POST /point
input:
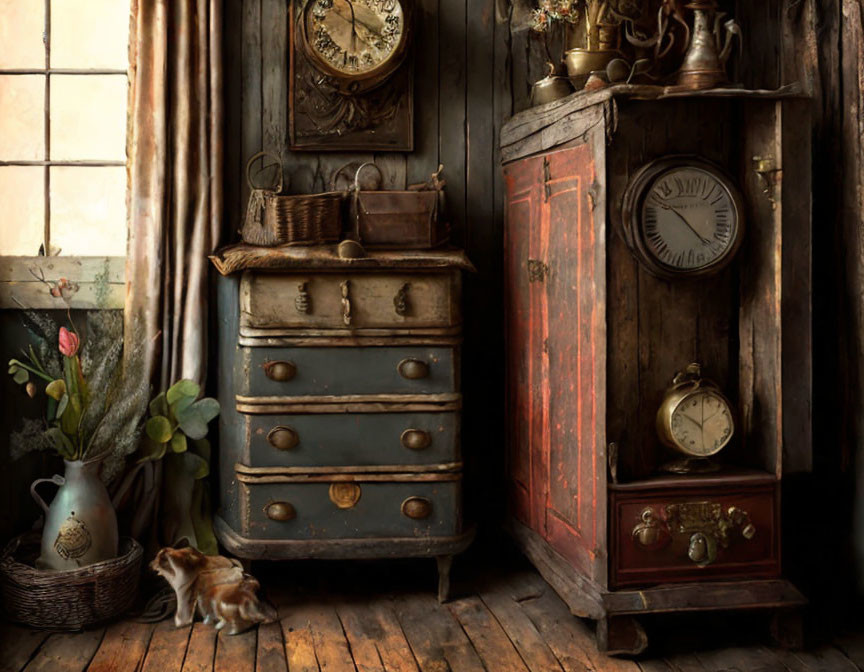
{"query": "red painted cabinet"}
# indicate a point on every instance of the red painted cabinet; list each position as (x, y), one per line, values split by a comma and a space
(593, 340)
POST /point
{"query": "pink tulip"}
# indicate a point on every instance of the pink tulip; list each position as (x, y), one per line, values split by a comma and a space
(68, 342)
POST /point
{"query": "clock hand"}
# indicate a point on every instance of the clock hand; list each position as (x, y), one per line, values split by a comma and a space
(666, 206)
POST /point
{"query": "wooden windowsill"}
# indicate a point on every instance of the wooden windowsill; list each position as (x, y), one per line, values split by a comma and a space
(101, 282)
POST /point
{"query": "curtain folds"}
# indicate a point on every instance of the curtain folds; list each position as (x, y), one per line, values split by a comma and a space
(174, 200)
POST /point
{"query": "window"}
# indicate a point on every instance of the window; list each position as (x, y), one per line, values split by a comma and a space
(63, 97)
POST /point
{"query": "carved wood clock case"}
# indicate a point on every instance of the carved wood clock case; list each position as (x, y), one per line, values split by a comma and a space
(657, 276)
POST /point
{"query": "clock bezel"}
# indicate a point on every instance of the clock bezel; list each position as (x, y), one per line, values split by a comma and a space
(632, 215)
(699, 389)
(356, 83)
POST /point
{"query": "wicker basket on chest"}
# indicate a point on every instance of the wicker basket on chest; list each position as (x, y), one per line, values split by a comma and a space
(274, 218)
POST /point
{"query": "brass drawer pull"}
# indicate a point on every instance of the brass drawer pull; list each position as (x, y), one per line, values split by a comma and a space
(280, 511)
(413, 369)
(281, 372)
(416, 439)
(345, 495)
(283, 438)
(417, 508)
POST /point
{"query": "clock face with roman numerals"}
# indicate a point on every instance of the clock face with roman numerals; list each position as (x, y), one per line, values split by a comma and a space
(687, 217)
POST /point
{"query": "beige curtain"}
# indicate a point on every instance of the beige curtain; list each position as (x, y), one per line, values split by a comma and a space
(174, 199)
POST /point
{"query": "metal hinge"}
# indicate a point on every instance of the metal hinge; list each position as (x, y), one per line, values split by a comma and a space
(547, 178)
(537, 270)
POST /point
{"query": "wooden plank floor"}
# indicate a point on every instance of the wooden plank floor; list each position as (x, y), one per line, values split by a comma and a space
(383, 617)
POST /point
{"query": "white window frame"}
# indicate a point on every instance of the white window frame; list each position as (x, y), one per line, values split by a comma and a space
(26, 281)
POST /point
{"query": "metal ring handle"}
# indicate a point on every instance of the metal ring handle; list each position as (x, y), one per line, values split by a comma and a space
(279, 183)
(56, 479)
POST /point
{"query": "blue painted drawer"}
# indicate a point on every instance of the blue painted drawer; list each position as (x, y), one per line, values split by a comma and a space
(291, 372)
(351, 510)
(351, 439)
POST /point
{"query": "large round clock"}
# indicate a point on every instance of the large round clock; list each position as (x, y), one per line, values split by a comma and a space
(358, 42)
(683, 216)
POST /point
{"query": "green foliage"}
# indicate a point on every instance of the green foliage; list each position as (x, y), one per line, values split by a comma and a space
(176, 417)
(94, 405)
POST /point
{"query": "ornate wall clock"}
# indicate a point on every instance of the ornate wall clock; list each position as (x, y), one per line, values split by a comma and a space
(350, 83)
(683, 216)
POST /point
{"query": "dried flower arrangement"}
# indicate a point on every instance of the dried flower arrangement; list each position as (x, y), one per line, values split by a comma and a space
(93, 411)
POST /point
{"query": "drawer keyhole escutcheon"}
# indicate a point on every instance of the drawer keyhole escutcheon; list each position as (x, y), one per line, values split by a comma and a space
(281, 372)
(280, 511)
(417, 508)
(416, 439)
(301, 301)
(283, 438)
(413, 369)
(345, 495)
(400, 301)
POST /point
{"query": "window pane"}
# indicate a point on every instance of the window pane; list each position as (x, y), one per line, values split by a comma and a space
(22, 110)
(88, 210)
(23, 220)
(89, 33)
(22, 23)
(88, 117)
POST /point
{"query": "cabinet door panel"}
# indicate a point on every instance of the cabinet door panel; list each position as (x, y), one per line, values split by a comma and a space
(573, 336)
(523, 188)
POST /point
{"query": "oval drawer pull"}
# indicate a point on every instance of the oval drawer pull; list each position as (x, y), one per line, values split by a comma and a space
(280, 511)
(417, 507)
(416, 439)
(280, 371)
(413, 369)
(283, 438)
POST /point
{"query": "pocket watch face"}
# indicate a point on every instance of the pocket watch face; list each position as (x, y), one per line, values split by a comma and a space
(684, 217)
(702, 424)
(354, 38)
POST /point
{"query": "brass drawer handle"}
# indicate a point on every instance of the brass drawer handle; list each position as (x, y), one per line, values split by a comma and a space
(413, 369)
(416, 439)
(283, 438)
(280, 511)
(281, 372)
(345, 495)
(417, 508)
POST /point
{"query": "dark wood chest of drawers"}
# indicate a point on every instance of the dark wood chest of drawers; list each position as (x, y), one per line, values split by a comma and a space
(339, 383)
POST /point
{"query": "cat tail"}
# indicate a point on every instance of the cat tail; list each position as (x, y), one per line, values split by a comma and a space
(258, 611)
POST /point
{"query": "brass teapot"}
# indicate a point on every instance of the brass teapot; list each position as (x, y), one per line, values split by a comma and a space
(704, 65)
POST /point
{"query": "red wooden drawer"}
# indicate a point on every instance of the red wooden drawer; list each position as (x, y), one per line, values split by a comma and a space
(682, 535)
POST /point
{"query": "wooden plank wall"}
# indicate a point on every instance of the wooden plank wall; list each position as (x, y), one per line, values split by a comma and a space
(820, 43)
(462, 94)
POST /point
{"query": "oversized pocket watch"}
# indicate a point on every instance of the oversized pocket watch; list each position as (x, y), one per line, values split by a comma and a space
(358, 43)
(695, 419)
(682, 216)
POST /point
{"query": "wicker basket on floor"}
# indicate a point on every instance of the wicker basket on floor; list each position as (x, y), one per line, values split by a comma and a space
(70, 599)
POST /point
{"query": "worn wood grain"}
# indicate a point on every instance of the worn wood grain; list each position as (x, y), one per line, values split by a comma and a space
(18, 645)
(519, 629)
(567, 636)
(270, 656)
(487, 635)
(331, 646)
(167, 648)
(201, 649)
(437, 640)
(123, 648)
(67, 652)
(236, 653)
(299, 646)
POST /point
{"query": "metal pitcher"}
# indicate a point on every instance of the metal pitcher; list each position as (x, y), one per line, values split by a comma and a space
(81, 524)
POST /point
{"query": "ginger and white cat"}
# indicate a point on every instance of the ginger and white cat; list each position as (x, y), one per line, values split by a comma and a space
(217, 586)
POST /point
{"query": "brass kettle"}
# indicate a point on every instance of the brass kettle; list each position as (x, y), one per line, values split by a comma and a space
(551, 87)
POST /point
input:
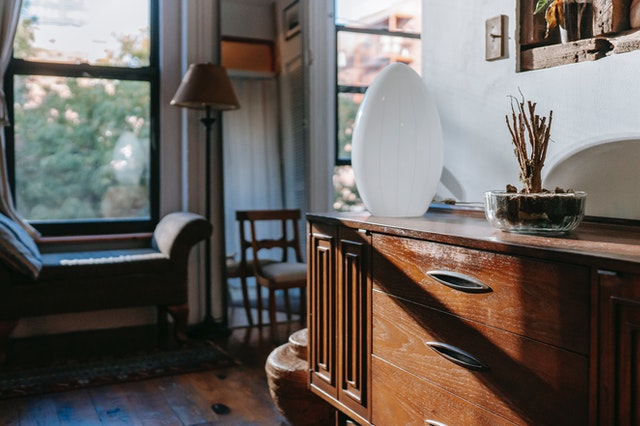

◆ ◆ ◆

What is needed: How many lines in the items above contain the string "wooden"? Letter case counts, and the reply should be the number alone.

Solution for this task: 8